*** Source records ***
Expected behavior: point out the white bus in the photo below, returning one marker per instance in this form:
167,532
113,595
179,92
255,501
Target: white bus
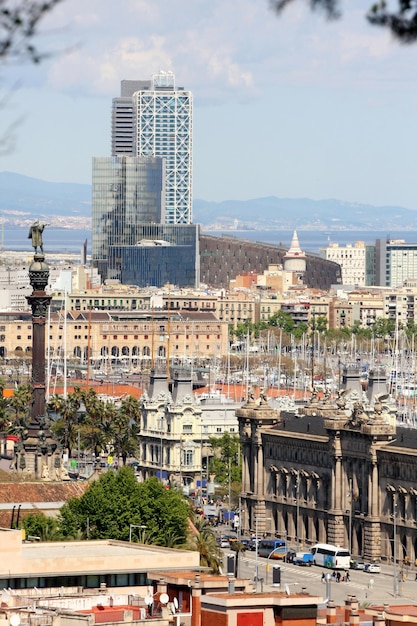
333,557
***
▶ Required task
Could you reproduce the items above with every "white bus" switched to "red bus", everything else unchanged and the pictures left out?

▶ Exercise answer
Expected behavior: point out the red bus in the photo below, returning one marker per instance in this form:
167,532
113,595
179,92
255,501
Target: red bus
333,557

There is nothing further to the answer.